#### SET EXERCISE
Could you transcribe the material below exactly, without leaving out a single line?

Entries from a point annotation set:
***

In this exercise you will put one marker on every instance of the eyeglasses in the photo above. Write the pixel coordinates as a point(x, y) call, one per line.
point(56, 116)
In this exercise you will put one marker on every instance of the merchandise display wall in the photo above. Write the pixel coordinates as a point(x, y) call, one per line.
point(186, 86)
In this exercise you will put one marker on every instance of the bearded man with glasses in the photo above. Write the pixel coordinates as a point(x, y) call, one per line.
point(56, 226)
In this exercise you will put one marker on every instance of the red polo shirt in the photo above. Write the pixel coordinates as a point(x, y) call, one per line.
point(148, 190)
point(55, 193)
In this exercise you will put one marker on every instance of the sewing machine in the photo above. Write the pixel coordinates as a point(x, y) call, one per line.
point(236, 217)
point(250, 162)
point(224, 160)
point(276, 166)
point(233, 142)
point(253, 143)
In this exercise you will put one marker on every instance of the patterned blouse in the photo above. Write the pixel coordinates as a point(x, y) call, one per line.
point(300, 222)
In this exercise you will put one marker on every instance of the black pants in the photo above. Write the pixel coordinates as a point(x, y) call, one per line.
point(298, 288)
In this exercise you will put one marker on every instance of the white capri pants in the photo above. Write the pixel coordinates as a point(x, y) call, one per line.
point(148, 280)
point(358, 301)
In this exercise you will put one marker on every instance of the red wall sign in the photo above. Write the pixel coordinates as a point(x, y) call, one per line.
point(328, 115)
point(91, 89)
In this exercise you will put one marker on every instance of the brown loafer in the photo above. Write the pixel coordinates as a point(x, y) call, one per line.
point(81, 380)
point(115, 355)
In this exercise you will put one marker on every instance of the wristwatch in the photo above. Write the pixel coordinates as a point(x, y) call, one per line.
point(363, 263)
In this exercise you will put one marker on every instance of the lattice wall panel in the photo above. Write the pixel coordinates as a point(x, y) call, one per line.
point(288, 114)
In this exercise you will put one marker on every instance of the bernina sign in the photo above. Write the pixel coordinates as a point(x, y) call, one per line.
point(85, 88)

***

#### ANSWER FOR THE TASK
In this exercise you will put one marker on every instance of the eyeglasses in the photo above. Write the pixel coordinates as a point(x, y) call, one per line.
point(56, 116)
In this exercise you will put one marker on every instance of the merchandise display wall in the photo above. Write the pixel coordinates as a point(x, y) call, one per line.
point(186, 86)
In this exercise you will put one marker on every instance of the bearded man with glasses in the photo above. Write the pixel coordinates as a point(x, y) call, one per line.
point(56, 226)
In this exercise you will put one marker on every instance of the red polo shirt in the photo above. Write the pixel coordinates as a point(x, y) call, one per line.
point(148, 190)
point(55, 193)
In this exercise you will put one marker on every instance of the sewing machine in the photo above. Write the pixel coordinates as a point(x, y) call, one per line.
point(236, 217)
point(250, 162)
point(224, 160)
point(276, 166)
point(233, 142)
point(253, 143)
In this exercise you will put one marker on every instance of the patterned blouse in the photo above. Write the pixel coordinates as a point(x, y) call, one per line.
point(300, 222)
In this exercise you will put one marker on every instance of the black pants in the photo above. Write the pixel coordinates as a point(x, y) call, one per line.
point(298, 288)
In this exercise you will put one marker on every instance of the white capri pants in the photo above. Write the pixel coordinates as a point(x, y) call, one per line.
point(148, 280)
point(358, 301)
In this exercise you will put one marker on every instance of the red wall sign in the photo above. Write the pixel coordinates as a point(x, y) call, one per line.
point(328, 115)
point(91, 89)
In this exercise you will put one marker on every instance of the brown loafer in the photo above. Write the pixel coordinates as a point(x, y) call, one per line.
point(81, 380)
point(115, 355)
In this exercise you will put one marker on every instance of the wristwatch in the photo above. Write the pixel coordinates as a point(x, y) call, one per line.
point(363, 263)
In this exercise you will put one marker on every instance of the lattice wall panel in the photo above. Write the pixel coordinates as a point(x, y) call, one per line.
point(288, 114)
In this exercise you will put one marker on every instance of the bernina sign in the photo above. Write the pixel coordinates as a point(x, y) call, one per line.
point(85, 88)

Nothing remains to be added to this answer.